REQUIRED WORK – Can you scale the stretch from the line containing "Task: locate the shingled" through the end of the lines? Rewrite only those lines, requests included, with each coordinate in the answers multiplied by 0.4 and rounded to a whole number, halves going up, and leave every number in the requests as it is.
========================
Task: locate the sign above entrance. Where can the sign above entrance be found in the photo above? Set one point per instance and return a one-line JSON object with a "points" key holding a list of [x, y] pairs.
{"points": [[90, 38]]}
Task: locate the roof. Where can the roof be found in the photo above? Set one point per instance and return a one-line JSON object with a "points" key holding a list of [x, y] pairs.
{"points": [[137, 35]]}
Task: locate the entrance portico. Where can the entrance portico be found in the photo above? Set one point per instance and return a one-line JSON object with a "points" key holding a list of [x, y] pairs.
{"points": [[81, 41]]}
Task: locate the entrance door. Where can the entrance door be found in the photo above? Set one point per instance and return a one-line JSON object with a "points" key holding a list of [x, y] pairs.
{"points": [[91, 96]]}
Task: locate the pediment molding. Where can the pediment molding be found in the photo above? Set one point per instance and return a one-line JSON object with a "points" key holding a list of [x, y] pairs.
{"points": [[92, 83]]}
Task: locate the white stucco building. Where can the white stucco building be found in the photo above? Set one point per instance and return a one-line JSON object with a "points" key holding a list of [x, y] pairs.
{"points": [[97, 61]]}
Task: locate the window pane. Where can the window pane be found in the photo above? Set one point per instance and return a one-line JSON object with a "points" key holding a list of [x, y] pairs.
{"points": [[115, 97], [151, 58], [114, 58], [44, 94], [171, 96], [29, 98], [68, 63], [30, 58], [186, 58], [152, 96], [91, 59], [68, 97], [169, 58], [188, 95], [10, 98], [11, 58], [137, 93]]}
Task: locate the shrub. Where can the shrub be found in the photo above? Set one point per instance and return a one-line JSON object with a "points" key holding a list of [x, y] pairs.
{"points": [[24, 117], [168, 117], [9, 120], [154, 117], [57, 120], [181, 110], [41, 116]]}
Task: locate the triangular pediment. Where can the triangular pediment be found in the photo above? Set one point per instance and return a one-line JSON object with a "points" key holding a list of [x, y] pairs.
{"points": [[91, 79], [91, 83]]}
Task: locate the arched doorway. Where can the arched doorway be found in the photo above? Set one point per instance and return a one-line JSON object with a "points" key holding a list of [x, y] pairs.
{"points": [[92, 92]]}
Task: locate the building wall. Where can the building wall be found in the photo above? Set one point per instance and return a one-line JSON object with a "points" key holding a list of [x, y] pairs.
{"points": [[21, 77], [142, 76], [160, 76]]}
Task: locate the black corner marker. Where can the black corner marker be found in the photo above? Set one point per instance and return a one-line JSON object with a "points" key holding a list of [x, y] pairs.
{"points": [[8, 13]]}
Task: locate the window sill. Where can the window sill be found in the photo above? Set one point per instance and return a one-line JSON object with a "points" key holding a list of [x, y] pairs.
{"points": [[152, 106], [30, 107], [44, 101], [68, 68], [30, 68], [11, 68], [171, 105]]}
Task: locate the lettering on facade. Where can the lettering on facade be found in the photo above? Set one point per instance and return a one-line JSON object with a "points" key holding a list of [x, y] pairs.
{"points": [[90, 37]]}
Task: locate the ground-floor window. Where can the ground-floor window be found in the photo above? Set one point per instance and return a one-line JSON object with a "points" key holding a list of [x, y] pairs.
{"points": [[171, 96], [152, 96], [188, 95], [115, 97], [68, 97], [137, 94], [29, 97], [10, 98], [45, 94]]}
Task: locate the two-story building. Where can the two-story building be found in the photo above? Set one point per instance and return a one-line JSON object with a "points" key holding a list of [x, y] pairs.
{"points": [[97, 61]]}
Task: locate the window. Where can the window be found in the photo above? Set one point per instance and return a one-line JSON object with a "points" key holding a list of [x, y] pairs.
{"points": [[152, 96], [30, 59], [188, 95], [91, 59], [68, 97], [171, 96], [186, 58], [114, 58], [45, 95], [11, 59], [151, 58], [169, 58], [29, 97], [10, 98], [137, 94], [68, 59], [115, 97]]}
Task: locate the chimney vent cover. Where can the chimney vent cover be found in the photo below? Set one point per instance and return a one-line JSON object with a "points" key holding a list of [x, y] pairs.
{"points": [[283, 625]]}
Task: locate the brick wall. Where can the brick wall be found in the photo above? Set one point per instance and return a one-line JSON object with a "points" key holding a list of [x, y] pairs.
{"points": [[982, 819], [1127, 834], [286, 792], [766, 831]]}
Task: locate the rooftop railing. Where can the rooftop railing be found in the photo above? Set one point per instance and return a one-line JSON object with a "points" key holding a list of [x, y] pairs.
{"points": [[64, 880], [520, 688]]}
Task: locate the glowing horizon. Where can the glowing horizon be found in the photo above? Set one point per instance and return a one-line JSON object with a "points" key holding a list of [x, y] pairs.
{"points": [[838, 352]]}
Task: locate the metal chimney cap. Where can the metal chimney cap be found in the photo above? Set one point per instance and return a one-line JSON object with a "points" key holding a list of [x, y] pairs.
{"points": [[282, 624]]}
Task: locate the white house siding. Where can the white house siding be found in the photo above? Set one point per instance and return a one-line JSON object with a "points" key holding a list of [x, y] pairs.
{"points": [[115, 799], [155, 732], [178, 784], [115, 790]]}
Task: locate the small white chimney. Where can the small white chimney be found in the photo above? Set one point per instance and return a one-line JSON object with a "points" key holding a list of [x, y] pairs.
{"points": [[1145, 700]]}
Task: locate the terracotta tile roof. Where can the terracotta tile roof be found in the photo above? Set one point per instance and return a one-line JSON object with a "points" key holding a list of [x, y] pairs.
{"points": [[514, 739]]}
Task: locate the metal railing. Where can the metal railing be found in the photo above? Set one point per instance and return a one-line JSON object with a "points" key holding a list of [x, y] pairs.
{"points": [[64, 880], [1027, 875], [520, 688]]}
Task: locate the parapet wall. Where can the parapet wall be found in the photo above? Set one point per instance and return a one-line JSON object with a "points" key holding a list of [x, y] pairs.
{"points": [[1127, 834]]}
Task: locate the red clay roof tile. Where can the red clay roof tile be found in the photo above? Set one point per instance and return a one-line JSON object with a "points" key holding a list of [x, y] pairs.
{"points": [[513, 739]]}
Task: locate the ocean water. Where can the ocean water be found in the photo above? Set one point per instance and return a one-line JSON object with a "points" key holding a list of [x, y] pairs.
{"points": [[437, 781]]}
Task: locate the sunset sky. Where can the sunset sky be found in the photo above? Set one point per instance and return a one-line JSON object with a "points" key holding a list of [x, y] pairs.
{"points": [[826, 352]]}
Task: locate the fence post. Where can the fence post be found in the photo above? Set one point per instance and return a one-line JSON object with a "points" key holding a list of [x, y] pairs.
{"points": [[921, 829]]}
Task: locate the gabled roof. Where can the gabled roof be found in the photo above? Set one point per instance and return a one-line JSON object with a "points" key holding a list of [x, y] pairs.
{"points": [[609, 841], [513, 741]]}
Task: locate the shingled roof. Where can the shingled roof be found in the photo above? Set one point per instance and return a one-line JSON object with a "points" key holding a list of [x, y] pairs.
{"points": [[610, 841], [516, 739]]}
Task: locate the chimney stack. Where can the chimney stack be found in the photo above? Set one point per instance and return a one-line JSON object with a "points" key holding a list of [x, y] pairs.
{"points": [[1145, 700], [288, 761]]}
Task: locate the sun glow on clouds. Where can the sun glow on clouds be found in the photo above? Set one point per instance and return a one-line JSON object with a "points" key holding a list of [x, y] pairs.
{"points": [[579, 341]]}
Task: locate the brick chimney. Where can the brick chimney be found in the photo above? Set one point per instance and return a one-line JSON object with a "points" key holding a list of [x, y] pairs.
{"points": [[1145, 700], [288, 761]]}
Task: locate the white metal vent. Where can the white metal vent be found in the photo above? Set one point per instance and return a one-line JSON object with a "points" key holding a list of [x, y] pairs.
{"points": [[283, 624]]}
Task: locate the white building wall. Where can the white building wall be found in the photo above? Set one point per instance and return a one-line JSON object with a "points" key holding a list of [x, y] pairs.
========================
SOLVED EXERCISE –
Task: locate the shingled roof. Where can the shingled roof be found in the photo above? Set one point per instance and return a one-line JSON object with a "points" key holding a list of [x, y] pairs.
{"points": [[244, 336], [206, 296]]}
Task: locate the chimney stack. Where can the chimney stack be found in the photo above? Set one point per instance and return a one-line JSON object with a "points" key holding a list of [x, y] pairs.
{"points": [[458, 280], [115, 304]]}
Task: locate the sun glow on clouds. Where can the sun glow on clouds be found in the photo above? Set one point per instance and return a one-line JSON object with a "points" key holding a list of [x, y] pairs.
{"points": [[232, 136]]}
Task: locate the brick chimney. Where can the brick chimney be found in the photo above? Set one point per instance and return a one-line JSON object with a "points" key holding a list of [x, y] pairs.
{"points": [[458, 280], [115, 304]]}
Task: locate the white metal vent. Where can the white metal vent be found in the photo above? Set one point per instance and return a one-line JSON object with a "points" key holding a list of [x, y] pairs.
{"points": [[113, 250]]}
Task: locate the white building wall. Where can the white building wall be found in the photo above? Set one point per instance and return a one-line JSON object with a "points" key holding a list of [x, y] pairs.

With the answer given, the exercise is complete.